Data provided section start

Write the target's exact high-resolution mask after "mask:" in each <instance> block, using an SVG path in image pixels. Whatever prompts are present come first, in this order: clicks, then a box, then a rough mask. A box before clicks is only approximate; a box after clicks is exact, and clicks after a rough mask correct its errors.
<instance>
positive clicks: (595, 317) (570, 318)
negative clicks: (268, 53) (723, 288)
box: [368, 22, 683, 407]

Data provided section end

Your assignment — Could you transcribe the whole listing above without any edits?

Expected output —
Write the target's exact high-resolution mask after "mask:" in each <instance> block, using an SVG path in image pixels. Whatever prompts are present come first, in this order: clicks, then a box, then a rough mask. A box before clicks is only approximate; a box after clicks is exact, and clicks after a rough mask correct its errors.
<instance>
positive clicks: (595, 317) (570, 318)
negative clicks: (268, 53) (723, 288)
box: [368, 22, 683, 407]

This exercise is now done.